What you need to do – Find every line in the records below that contains the word "cloud", and copy each of those lines.

Data for the task –
★ ★ ★ ★

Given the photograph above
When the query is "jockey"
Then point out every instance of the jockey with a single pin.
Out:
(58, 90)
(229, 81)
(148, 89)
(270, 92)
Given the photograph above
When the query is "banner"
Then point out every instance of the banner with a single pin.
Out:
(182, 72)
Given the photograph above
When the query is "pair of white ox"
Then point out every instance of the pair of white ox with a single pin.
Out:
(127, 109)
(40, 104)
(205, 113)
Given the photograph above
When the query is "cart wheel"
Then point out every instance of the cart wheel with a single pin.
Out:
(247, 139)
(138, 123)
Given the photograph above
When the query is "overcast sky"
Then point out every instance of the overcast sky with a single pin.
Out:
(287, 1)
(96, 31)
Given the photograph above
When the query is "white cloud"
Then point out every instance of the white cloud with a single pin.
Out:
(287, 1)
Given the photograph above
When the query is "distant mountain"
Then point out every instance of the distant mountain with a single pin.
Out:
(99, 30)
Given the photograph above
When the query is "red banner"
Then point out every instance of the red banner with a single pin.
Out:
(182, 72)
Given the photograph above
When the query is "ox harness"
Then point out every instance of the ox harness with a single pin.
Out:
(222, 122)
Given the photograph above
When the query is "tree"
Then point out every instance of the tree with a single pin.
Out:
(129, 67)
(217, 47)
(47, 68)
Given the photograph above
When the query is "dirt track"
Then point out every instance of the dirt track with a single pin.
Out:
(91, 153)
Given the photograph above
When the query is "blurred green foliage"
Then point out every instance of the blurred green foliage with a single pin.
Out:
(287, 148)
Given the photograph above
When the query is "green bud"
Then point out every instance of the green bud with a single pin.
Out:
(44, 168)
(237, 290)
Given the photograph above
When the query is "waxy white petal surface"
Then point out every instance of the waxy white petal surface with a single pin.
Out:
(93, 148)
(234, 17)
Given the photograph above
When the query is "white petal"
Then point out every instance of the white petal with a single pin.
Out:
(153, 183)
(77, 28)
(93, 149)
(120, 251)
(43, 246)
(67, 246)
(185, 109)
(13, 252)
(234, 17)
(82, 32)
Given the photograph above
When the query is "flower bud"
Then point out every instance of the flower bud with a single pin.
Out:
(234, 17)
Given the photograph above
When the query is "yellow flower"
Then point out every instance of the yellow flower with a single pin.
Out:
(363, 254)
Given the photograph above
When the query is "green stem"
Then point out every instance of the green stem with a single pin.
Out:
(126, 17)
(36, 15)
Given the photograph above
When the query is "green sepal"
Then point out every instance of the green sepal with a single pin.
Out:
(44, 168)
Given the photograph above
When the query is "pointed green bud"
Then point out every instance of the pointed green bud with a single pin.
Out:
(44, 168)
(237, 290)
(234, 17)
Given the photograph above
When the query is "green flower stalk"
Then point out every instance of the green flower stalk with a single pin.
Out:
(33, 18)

★ ★ ★ ★

Exercise answer –
When the query is "white cloud"
Then point out every instance of the white cloud with a single pin.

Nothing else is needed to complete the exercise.